## [What is being asked]
Set down the data again exactly. Pictures are not part of the copy.
*** Opening of Task data ***
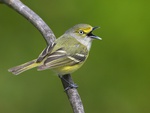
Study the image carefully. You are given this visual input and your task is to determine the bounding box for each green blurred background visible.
[0,0,150,113]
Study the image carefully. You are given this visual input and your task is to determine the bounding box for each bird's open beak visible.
[87,26,102,40]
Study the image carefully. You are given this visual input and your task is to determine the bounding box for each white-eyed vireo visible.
[8,24,101,75]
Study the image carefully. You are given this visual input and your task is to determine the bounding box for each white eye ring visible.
[79,30,84,34]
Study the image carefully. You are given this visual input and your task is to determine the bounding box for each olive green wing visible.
[37,36,88,71]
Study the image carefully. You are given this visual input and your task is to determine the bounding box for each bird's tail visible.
[8,59,39,75]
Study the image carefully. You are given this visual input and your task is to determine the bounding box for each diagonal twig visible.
[0,0,56,45]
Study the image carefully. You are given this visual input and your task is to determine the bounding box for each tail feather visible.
[8,59,38,75]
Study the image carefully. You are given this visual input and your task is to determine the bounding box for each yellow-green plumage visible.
[8,24,101,75]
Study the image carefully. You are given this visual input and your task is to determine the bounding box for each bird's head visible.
[66,24,102,40]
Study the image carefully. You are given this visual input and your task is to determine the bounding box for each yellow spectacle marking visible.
[82,27,93,33]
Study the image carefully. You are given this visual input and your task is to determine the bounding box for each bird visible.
[8,24,101,77]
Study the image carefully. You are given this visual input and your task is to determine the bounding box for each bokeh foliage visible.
[0,0,150,113]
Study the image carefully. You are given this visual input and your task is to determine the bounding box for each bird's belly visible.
[53,63,83,75]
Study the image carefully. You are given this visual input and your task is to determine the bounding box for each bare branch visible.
[1,0,85,113]
[60,74,85,113]
[0,0,56,45]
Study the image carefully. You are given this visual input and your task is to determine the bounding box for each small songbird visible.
[8,24,101,76]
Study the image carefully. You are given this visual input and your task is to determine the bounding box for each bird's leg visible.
[59,74,78,91]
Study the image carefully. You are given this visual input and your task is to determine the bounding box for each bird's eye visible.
[78,30,84,34]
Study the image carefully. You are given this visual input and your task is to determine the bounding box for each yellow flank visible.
[54,63,83,75]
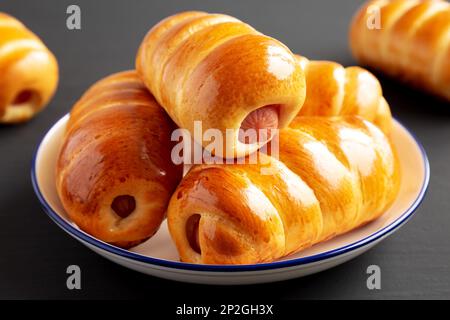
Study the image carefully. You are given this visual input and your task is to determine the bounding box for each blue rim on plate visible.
[31,117,430,272]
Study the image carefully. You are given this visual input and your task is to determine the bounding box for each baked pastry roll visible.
[0,12,58,123]
[136,11,306,158]
[167,116,400,264]
[296,55,392,133]
[56,71,183,248]
[350,0,450,101]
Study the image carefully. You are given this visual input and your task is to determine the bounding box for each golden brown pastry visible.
[295,55,392,133]
[56,71,183,248]
[0,12,58,123]
[350,0,450,101]
[167,116,400,264]
[136,11,306,158]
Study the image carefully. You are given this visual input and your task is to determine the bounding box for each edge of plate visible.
[31,116,430,272]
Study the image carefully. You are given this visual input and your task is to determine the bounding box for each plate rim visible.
[31,115,430,272]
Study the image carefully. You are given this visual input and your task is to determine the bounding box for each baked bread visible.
[350,0,450,101]
[167,116,400,264]
[56,71,183,248]
[136,11,305,158]
[296,55,392,133]
[0,12,58,123]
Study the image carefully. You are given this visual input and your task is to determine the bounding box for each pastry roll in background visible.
[56,71,183,248]
[0,12,58,123]
[350,0,450,101]
[167,116,400,264]
[136,11,306,158]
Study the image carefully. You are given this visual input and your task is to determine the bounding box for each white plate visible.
[32,115,429,285]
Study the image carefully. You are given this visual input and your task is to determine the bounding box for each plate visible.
[31,115,429,285]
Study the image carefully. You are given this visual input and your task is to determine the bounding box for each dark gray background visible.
[0,0,449,300]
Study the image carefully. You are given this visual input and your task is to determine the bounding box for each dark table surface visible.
[0,0,449,300]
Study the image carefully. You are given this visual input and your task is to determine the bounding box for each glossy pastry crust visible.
[350,0,450,101]
[0,12,58,123]
[136,11,306,158]
[167,116,400,264]
[56,71,183,248]
[296,55,392,134]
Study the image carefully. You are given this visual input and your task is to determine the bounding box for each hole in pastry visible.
[186,214,201,254]
[238,104,280,144]
[12,90,39,107]
[111,195,136,218]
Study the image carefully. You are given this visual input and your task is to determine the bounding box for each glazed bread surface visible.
[167,116,400,264]
[56,71,183,248]
[136,11,306,158]
[0,12,58,123]
[295,55,392,134]
[350,0,450,101]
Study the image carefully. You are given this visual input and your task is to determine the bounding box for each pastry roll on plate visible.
[56,71,183,248]
[167,116,400,264]
[136,11,306,158]
[295,55,392,134]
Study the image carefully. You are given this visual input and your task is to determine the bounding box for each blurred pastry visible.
[0,12,58,123]
[350,0,450,101]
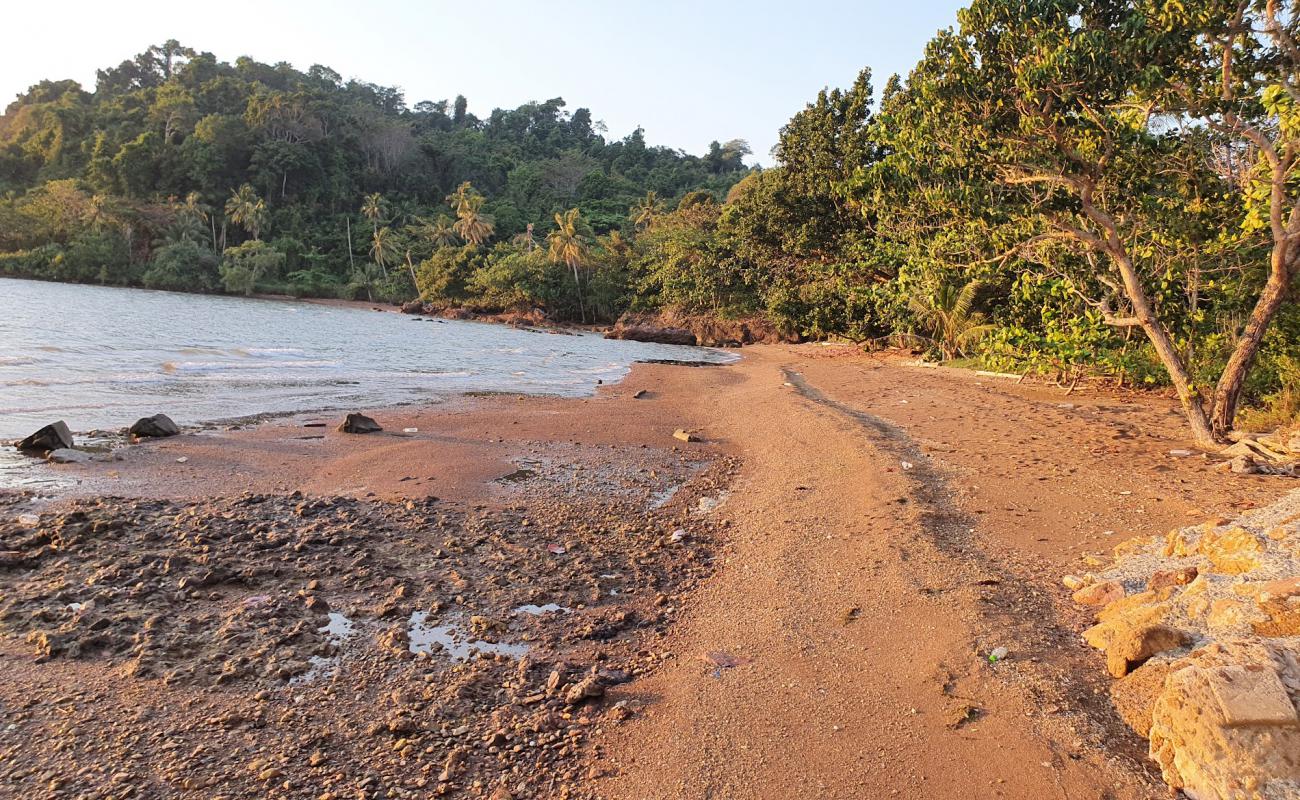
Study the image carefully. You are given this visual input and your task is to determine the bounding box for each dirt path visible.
[595,346,1278,799]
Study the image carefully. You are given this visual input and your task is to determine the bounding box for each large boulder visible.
[338,413,382,434]
[15,421,73,453]
[130,413,180,438]
[400,299,427,315]
[1148,638,1300,799]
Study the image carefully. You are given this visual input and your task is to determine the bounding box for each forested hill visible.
[0,40,751,298]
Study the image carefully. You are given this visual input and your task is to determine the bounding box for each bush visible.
[219,240,285,296]
[141,240,220,292]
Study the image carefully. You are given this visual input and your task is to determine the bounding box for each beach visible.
[0,345,1285,799]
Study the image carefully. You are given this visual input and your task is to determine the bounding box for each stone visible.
[1148,567,1198,591]
[130,414,180,438]
[1148,639,1300,800]
[1073,580,1124,607]
[1111,659,1174,737]
[564,675,605,705]
[1201,527,1265,575]
[15,421,73,453]
[1254,577,1300,604]
[605,325,698,346]
[672,429,700,443]
[1229,454,1262,474]
[338,413,382,434]
[1061,574,1085,590]
[1106,624,1192,678]
[46,448,90,464]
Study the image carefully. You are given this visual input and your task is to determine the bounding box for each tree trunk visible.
[405,251,419,297]
[1111,249,1218,448]
[571,262,586,324]
[1210,244,1294,436]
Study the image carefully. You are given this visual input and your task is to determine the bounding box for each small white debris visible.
[989,646,1010,662]
[17,513,39,527]
[1168,449,1194,457]
[176,456,189,463]
[670,529,687,543]
[901,461,914,471]
[403,427,419,433]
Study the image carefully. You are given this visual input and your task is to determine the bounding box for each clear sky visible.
[0,0,965,164]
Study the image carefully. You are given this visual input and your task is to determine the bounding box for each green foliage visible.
[219,239,284,295]
[141,239,219,291]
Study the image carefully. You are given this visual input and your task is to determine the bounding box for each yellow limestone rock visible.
[1105,624,1192,678]
[1148,639,1300,800]
[1201,527,1266,576]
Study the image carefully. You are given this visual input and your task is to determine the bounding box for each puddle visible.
[408,611,529,661]
[291,611,356,685]
[514,603,569,616]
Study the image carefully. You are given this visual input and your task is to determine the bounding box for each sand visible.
[0,343,1287,799]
*** Close of Task data ***
## [Exercise result]
Study the image carefully. You are given this visual input and your task is to determine the bounding box for each green blurred background visible.
[0,0,150,113]
Study the image carefully. You are given this visual input and your task is to determine the bounding box for each bird's open beak visible.
[87,26,102,40]
Study the image carefully. You are given this visual input and your task is to determine the bounding box for each white-eyed vireo visible.
[8,24,101,75]
Study the image carefully. You are given this visual input and your task is to determine the bounding box for each white eye ring visible.
[79,30,84,34]
Study the image carefully. You are given this visual input and your task is to determine the bounding box for each olive green wing visible.
[37,36,88,71]
Study the image carefully. You are given this visual input and your task is to determine the bounding box for each bird's tail visible.
[8,59,39,75]
Study the image carefully. You are given this visual input and your task is to determine the bounding box for each diagonal twig visible.
[0,0,56,45]
Study the image carefully. You are given this visual input and your task is to determine the bounding box for each tail feather visible.
[8,59,38,75]
Study the image carefully. You are given this visual input and your task is to determine the bounding box for each yellow-green plumage visible.
[8,24,101,75]
Study the image carefully. You are given this visual input and your task is to determine the bounding box for each bird's head visible.
[66,24,102,40]
Study the image carefully. You are given this visual input and your task is to determine the bounding box for each yellow spectacle marking visible.
[82,27,93,33]
Study the image carefully. You are given this visual input and your task is to determine the bounding box for each bird visible.
[8,24,101,77]
Study the image carefully. You are given this visual input and your task is to determine the bounding box for each bokeh foliage visible.
[0,0,150,113]
Study the image carefully. You are given this visual input and your task is to determine the bounding box for each bird's belly visible.
[53,63,83,75]
Study the image carefully. You are given this visual input and your task is to determine the bounding box for each bare branch visible.
[1,0,85,113]
[60,74,85,113]
[0,0,56,45]
Study the image carefully. You are given this visual input and your task is to determine the bounding box for each small songbird visible.
[8,24,101,76]
Study the image carefully. You are given this visual input and your task is to determine the bounding box for each bird's leg visible.
[59,74,78,91]
Study the image carefully. You are given this visual input and your task is to determine the bounding box for each bird's eye visible.
[78,30,84,34]
Study the image carefully. You are given this visual input and your task is to determine the bounding box for each yellow flank visible.
[54,63,83,75]
Study the image carefully. You are given this visual input and your task is to determine the bounding box for each blue rim on plate visible.
[31,117,430,272]
Study the image carefully. You are given this visual input and your task is to determine the bounding box for each baked pastry roll visible.
[0,12,58,123]
[136,11,306,158]
[167,116,400,264]
[296,55,392,133]
[56,71,183,248]
[350,0,450,101]
Study the image carefully. You are given this visual input and your task is to determine the bounding box for each golden brown pastry visible.
[295,55,392,133]
[56,71,183,248]
[0,12,58,123]
[350,0,450,101]
[167,116,400,264]
[136,11,306,158]
Study the image carefully. You are given this visual input and your task is to determine the bounding box for each edge of plate visible.
[31,116,430,272]
Study the image carefully. You are given this visual input and your task is to determine the bounding box for each plate rim visible.
[31,115,430,272]
Study the image carefully. You are given this visual input and your task is to determine the bounding box for each baked bread visible.
[350,0,450,101]
[167,116,400,264]
[56,71,183,248]
[136,11,305,158]
[296,55,392,133]
[0,12,58,123]
Study the image carefully. You are given this visual input and your task is to determine the bounding box for each pastry roll in background visible.
[56,71,183,248]
[0,12,58,123]
[350,0,450,101]
[167,116,400,264]
[136,11,306,158]
Study the image carefully. You are given this visual input and your task is to determine the bounding box for each white plate visible.
[32,115,429,285]
Study the image carefully. You are given this visual input and your task is to determine the bounding box for each plate visible.
[31,115,429,285]
Study the image carefully. You are given this visual input and your task is to determine the bounding box for each dark gray background visible.
[0,0,449,300]
Study the image carefully. You are given this visual input and your task is to determine the bounding box for each dark table surface visible.
[0,0,449,300]
Study the image carefully. You are given this visual input and your task is to determine the bounding box for each glossy pastry crust visible.
[350,0,450,101]
[0,12,58,123]
[136,11,306,158]
[167,116,400,264]
[56,71,183,248]
[296,55,392,134]
Study the image carefully. You are given this visual input and your task is to determine the bounding box for each hole in pastry visible.
[186,214,201,254]
[238,104,280,144]
[12,90,39,107]
[111,195,136,218]
Study the image carefully. You are given this visual input and your task is to determine the bounding box for each glazed bread surface visible.
[167,116,400,264]
[56,71,183,248]
[136,11,306,158]
[0,12,58,123]
[295,55,392,134]
[350,0,450,101]
Study the image carefully. You are given this visual input and your task is to determine the bounding box for each pastry roll on plate visible.
[56,71,183,248]
[167,116,400,264]
[136,11,306,158]
[295,55,392,134]
Study the image carefully. You are given this visual input and your task is to determine the bounding box for each blurred pastry visible.
[0,12,58,123]
[350,0,450,101]
Study the image carefully. You are given this visual input and your task is to determine the bounding box for each dirt path visible.
[595,346,1278,799]
Study the image carefully. You are given this visual input and your task is to determine the bounding box for each large boulder visible.
[338,413,382,434]
[15,421,73,453]
[130,413,180,438]
[400,299,427,315]
[1148,638,1300,799]
Study the image carefully. You are given this visual input and your task is to determine the bounding box for each forested hill visible.
[0,40,751,298]
Study the image carefully. You are given this visual input and your task is to determine the bounding box for each bush visible.
[219,240,285,296]
[141,240,220,292]
Study the image carefully. You are given this visual input and your task is to determine the bounding box for each beach visible.
[0,345,1285,799]
Study the image carefully. You are given this visual input and your task is to determine the bounding box for each stone visible.
[1148,567,1198,591]
[130,414,180,438]
[1148,639,1300,800]
[1073,580,1124,607]
[1111,659,1174,737]
[564,675,605,705]
[1201,527,1265,575]
[15,421,73,453]
[1254,577,1300,604]
[605,325,698,346]
[672,429,700,443]
[1229,454,1262,474]
[338,413,382,434]
[1061,574,1085,590]
[1106,624,1192,678]
[46,448,90,464]
Study the image carefully. You are given this visual input and your task is to determine the bounding box for each tree trunk visible.
[405,251,419,297]
[1111,249,1218,448]
[571,262,586,324]
[1210,244,1294,436]
Study the image carefully. You are given this visual input and your task is to determine the bounding box for each small white debris visible.
[989,646,1010,662]
[17,513,39,527]
[1168,449,1194,457]
[176,456,189,463]
[670,529,687,543]
[901,461,914,471]
[403,427,419,433]
Study the image carefully. You are given this visual input and your task is to determine the bounding box for each clear sky visible.
[0,0,965,164]
Study the image carefully. You are given this visual input and your task is to determine the bounding box for each green foliage visible.
[219,239,284,295]
[141,239,219,291]
Study the image carefully. You are given this visual input and your task is to determine the bounding box for each yellow limestone rock visible.
[1105,624,1192,678]
[1148,639,1300,800]
[1201,527,1266,576]
Study the image carefully. You are given this visual input and your task is to determine the bounding box for each puddle visible.
[408,611,529,661]
[291,611,356,685]
[514,603,569,616]
Study the image carefully. You are given this visual input and your task is to determine the bounding box for each sand visible.
[0,343,1287,799]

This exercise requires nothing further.